Instructions for the task: Exact repetition is required: reproduce every line of the data.

────────────────────────────────────────

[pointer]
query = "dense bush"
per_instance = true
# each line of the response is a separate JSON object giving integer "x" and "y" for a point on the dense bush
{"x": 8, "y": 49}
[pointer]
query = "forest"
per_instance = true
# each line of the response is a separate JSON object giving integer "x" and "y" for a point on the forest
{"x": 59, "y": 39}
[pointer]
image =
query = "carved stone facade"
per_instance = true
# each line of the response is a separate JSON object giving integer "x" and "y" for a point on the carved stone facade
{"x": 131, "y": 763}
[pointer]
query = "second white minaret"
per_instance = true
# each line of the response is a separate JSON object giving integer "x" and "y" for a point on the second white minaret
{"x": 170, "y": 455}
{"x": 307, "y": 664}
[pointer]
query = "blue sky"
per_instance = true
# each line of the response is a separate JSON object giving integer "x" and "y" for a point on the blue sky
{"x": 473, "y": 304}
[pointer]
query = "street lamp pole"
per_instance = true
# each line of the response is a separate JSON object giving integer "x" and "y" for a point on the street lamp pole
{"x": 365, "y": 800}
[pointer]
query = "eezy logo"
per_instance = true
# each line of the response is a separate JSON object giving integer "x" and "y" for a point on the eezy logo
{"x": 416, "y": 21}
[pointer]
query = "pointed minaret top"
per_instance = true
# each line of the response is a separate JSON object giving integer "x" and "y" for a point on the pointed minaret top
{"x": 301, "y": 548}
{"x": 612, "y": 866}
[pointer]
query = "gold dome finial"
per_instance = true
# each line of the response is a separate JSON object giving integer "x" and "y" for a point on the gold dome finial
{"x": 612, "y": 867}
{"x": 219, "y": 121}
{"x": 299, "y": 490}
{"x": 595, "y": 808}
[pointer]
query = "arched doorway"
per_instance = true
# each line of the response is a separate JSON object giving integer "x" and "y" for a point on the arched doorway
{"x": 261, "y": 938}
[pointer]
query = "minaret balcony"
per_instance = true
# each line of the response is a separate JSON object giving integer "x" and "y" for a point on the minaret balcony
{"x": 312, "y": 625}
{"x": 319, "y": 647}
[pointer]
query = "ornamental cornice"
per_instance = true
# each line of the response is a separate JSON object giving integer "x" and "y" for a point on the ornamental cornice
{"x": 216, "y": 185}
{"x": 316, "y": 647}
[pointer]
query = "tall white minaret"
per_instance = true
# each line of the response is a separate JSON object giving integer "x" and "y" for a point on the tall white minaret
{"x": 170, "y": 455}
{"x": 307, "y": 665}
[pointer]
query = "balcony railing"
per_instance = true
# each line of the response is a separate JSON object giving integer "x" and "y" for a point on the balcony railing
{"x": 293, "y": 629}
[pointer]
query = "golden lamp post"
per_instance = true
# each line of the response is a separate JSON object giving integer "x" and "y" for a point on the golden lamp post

────────────────────────────────────────

Answer space:
[pointer]
query = "dense bush"
per_instance = true
# each line of the response is a separate JSON object giving integer "x" and "y" for a point on the dense bush
{"x": 8, "y": 49}
[pointer]
query = "forest"
per_instance = true
# each line of the response is a separate JSON object giving integer "x" and "y" for a point on the forest
{"x": 59, "y": 39}
[pointer]
image =
query = "carved stone facade"
per_instance = true
# each line of the response is a separate JSON object giving integer "x" and "y" for a point on the carved stone facade
{"x": 131, "y": 763}
[pointer]
query = "second white minaret"
per_instance = true
# each line of the response is a separate JSON object giving integer "x" and "y" for a point on the second white minaret
{"x": 170, "y": 455}
{"x": 307, "y": 664}
[pointer]
query = "blue sky"
per_instance = true
# each line of the response is a separate JSON object giving integer "x" and "y" for a point on the blue sky
{"x": 473, "y": 304}
[pointer]
query = "street lamp pole"
per_instance = true
# each line of the response is a separate JSON object giving integer "x" and "y" for a point on the street lamp pole
{"x": 365, "y": 800}
[pointer]
query = "eezy logo"
per_instance = true
# each line of the response is a separate JSON object giving integer "x" and "y" for a point on the eezy logo
{"x": 416, "y": 21}
[pointer]
query = "pointed minaret top"
per_instance = true
# each line of the response is a separate JSON object giving integer "x" and "y" for a point on the pointed minaret top
{"x": 301, "y": 548}
{"x": 612, "y": 866}
[pointer]
query = "gold dome finial"
per_instance = true
# each line of the response is a separate JSON object giving integer "x" and "y" for a point on the gold dome finial
{"x": 612, "y": 867}
{"x": 219, "y": 121}
{"x": 299, "y": 490}
{"x": 595, "y": 808}
[pointer]
query = "arched doorway"
per_instance = true
# each line of the response is a separate JSON object giving integer "x" and "y" for a point on the arched doorway
{"x": 261, "y": 938}
[pointer]
query = "minaret balcony"
per_instance = true
# each line of the response is a separate JSON object giving integer "x" and "y" for a point on the minaret balcony
{"x": 312, "y": 625}
{"x": 319, "y": 647}
[pointer]
query = "ornamental cornice"
per_instance = true
# each line of the response is a separate JSON object giving integer "x" and "y" for a point on the ornamental cornice
{"x": 216, "y": 185}
{"x": 316, "y": 647}
[pointer]
query = "tall white minaret"
per_instance = true
# each line of the response is a separate JSON object giving integer "x" and "y" for a point on the tall white minaret
{"x": 170, "y": 455}
{"x": 307, "y": 665}
[pointer]
query = "balcony railing"
per_instance = true
# each line of the response is a separate JSON object giving integer "x" and "y" for a point on the balcony railing
{"x": 293, "y": 629}
[pointer]
query = "golden lamp post"
per_instance = true
# each line of the response is a separate JSON object giving integer "x" and "y" for a point on the golden lamp post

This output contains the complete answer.